Written problem A: In the forum thread, condense the paragraph beginning "I have trouble with the RGB 000" into a short bulleted list that keeps its main facts.

Excerpted passage:

# dye subbing a TRUE BLACK



## lexiandlala (Oct 19, 2009)

I am using the Ricoh 3300, photoshop cs5 and the profile from conde.

all my printing come out great with colors and the black is just OK...

it's not super dark, but more of a faded black...
any thoughts on getting a true black?

longer pressing time?

I find this on the iphone inserts mostly (metal).


----------



## texasjack49 (Aug 4, 2008)

I have read on this forum that not all colors release from the transfer sheet at the same time and that Black is the last color to release. If that is true then more time might help. Maybe someone with direct knowledge can weigh in


----------



## Malpeque (Dec 21, 2011)

Take your colour pick tool & make sure your RGB is 000,


----------



## Conde_David (May 29, 2008)

Is it our metal? What about other substrates?


----------



## freebird1963 (Jan 21, 2007)

When my black is not black I find that if I go back and check the colors that the black is CMYK instead of RGB and set for 0,0,0. 

I just did some softball shirts. My front logo is nice and black, the back has nice black and the sleeve logo is nice and black EXCEPT one part were the black was set for CMYK instead of RGB 000 and pressed a green.

Good luck


----------



## lexiandlala (Oct 19, 2009)

My color pick tool is set to RGB 000000
Are you saying it should be CMYK all zeros?
And yes David, it's on the metal phone inserts.
It's a grainy blackish color instead of black black.


----------



## Conde_David (May 29, 2008)

Is it our metal? What about other substrates?
What program? What version?


----------



## lexiandlala (Oct 19, 2009)

it seems to work fine on other substrates, bag tags and such 
photoshop cs5 is my program if that's what you're asking. 
I've pressed the same design 10 times and it just doesn't come out black black.
I've tried more pressure, more time, less time, less pressure, i'm just trying everything I can think of.


----------



## lexiandlala (Oct 19, 2009)

and all my other colors, blue, pink, yellow come out amazing!


----------



## maryellen1234 (Mar 4, 2010)

I have trouble with the RGB 000, What I have used is what was told to me about business cards...Use CMYK at 60, 40, 40, and 100. That comes out a more true black. I know it is not the same as sublimation, but it seems to work better for my color profile. Good Luck


----------

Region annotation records
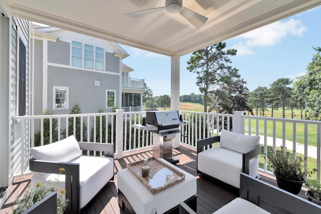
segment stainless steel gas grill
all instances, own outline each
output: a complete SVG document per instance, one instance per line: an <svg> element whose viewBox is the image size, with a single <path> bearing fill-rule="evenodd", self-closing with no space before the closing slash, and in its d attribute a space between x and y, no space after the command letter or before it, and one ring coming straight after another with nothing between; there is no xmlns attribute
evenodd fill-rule
<svg viewBox="0 0 321 214"><path fill-rule="evenodd" d="M172 163L178 159L173 157L173 140L180 133L180 126L184 125L178 111L147 111L142 125L133 125L139 129L148 130L152 133L152 153L156 158L164 158Z"/></svg>

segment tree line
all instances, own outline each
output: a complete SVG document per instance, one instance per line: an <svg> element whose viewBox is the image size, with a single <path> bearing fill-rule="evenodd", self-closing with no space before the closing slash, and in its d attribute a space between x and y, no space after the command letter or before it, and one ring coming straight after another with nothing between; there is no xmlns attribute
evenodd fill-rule
<svg viewBox="0 0 321 214"><path fill-rule="evenodd" d="M286 108L299 109L301 119L320 120L321 111L321 48L313 48L316 51L306 67L306 73L293 81L289 78L280 78L270 87L258 87L249 93L249 103L256 114L264 116L267 108L273 111L281 108L284 118ZM304 112L304 116L303 116Z"/></svg>
<svg viewBox="0 0 321 214"><path fill-rule="evenodd" d="M278 79L269 87L259 86L252 92L246 87L238 70L233 68L229 56L236 55L235 49L226 49L225 43L219 43L192 53L187 69L198 76L196 85L201 94L192 93L180 97L181 102L202 103L204 112L216 111L231 114L245 111L248 114L265 116L268 108L285 110L299 109L301 119L319 120L321 113L321 48L313 48L316 52L306 68L306 73L294 81L289 78ZM157 107L170 107L169 95L152 96L152 91L145 86L143 101L147 110ZM304 114L304 115L303 115Z"/></svg>

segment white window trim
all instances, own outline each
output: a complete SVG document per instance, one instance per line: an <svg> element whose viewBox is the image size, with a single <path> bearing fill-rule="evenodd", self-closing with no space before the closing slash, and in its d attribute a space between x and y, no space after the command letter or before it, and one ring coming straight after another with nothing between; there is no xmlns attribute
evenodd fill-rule
<svg viewBox="0 0 321 214"><path fill-rule="evenodd" d="M66 104L66 108L56 108L56 88L62 88L66 89L67 93L67 102ZM52 109L53 110L68 110L69 109L69 87L64 86L54 86L53 87L53 97L52 97Z"/></svg>
<svg viewBox="0 0 321 214"><path fill-rule="evenodd" d="M114 94L114 106L111 106L111 107L109 107L107 106L107 97L108 95L108 92L109 91L110 92L113 92ZM106 108L108 108L108 109L110 109L110 108L112 108L116 106L116 90L106 90Z"/></svg>
<svg viewBox="0 0 321 214"><path fill-rule="evenodd" d="M73 48L73 45L72 45L72 43L73 42L75 42L76 43L81 43L81 53L82 53L82 57L81 57L81 67L78 67L78 66L73 66L72 65L72 48ZM105 48L102 48L101 47L99 47L99 46L96 46L94 45L90 45L88 43L84 43L84 42L78 42L77 41L75 40L72 40L71 42L71 45L70 45L70 47L71 50L70 50L70 66L72 66L73 67L76 67L76 68L82 68L83 69L90 69L90 70L94 70L96 71L105 71L105 67L106 67L106 62L105 62L105 57L106 57L106 52L105 51ZM93 47L93 68L85 68L85 45L89 45L90 46L92 46ZM96 69L96 48L101 48L103 50L103 52L102 53L103 54L103 70L100 70L100 69Z"/></svg>

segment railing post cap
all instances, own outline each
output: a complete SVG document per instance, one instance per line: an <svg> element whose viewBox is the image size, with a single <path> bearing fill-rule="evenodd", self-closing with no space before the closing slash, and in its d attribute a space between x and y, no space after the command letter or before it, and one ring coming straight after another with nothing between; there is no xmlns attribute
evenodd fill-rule
<svg viewBox="0 0 321 214"><path fill-rule="evenodd" d="M233 114L240 114L240 113L242 113L244 114L244 113L245 113L245 111L234 111L233 112Z"/></svg>

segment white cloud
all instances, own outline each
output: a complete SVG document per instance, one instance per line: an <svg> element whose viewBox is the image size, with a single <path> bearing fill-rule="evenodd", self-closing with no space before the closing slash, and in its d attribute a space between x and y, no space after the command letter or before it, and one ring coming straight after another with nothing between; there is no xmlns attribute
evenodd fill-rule
<svg viewBox="0 0 321 214"><path fill-rule="evenodd" d="M236 39L245 39L245 44L240 42L233 47L240 49L239 51L234 48L238 50L237 55L253 54L251 47L273 46L289 35L302 36L306 31L307 29L300 20L291 19L286 22L278 21L239 36Z"/></svg>
<svg viewBox="0 0 321 214"><path fill-rule="evenodd" d="M241 42L235 44L230 48L237 50L237 56L251 55L255 54L255 52L250 49L250 47L244 45Z"/></svg>
<svg viewBox="0 0 321 214"><path fill-rule="evenodd" d="M130 56L131 56L140 57L142 56L145 57L158 57L158 58L163 58L163 57L166 57L166 56L162 55L162 54L158 54L155 53L145 51L144 50L139 49L138 48L133 48L132 47L130 47L129 48L129 51L128 51L128 52L129 53L129 54L130 54Z"/></svg>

Written problem B: In the records, convert the lines from the line with "segment tree line" to the line with "79L269 87L259 86L252" into a Markdown table with the columns Row and Line. Give each line a row number and omit blank lines.

Correct answer A:
- RGB 000 has given the poster trouble.
- Following advice received for business cards, the poster uses CMYK at 60, 40, 40, and 100.
- That setting produces a truer black.
- It is not the same as sublimation, but it seems to work better with the poster's color profile.

Correct answer B:
| Row | Line |
|---|---|
| 1 | segment tree line |
| 2 | all instances, own outline each |
| 3 | output: a complete SVG document per instance, one instance per line: an <svg> element whose viewBox is the image size, with a single <path> bearing fill-rule="evenodd", self-closing with no space before the closing slash, and in its d attribute a space between x and y, no space after the command letter or before it, and one ring coming straight after another with nothing between; there is no xmlns attribute |
| 4 | evenodd fill-rule |
| 5 | <svg viewBox="0 0 321 214"><path fill-rule="evenodd" d="M286 108L299 109L301 119L320 120L321 111L321 48L313 48L316 51L306 67L306 73L293 81L289 78L280 78L270 87L258 87L249 93L249 103L256 114L264 116L267 108L273 111L281 108L284 118ZM304 112L304 116L303 116Z"/></svg> |
| 6 | <svg viewBox="0 0 321 214"><path fill-rule="evenodd" d="M278 79L269 87L259 86L252 92L246 87L238 70L233 68L229 56L236 55L235 49L226 49L225 43L219 43L192 53L187 69L198 76L196 85L201 94L192 93L180 97L181 102L202 103L204 112L216 111L231 114L245 111L248 114L265 116L268 108L285 110L299 109L301 119L319 120L321 113L321 48L313 48L316 52L306 68L306 73L294 81L289 78ZM157 107L170 107L169 95L152 96L152 91L145 86L143 101L147 110ZM304 114L304 115L303 115Z"/></svg> |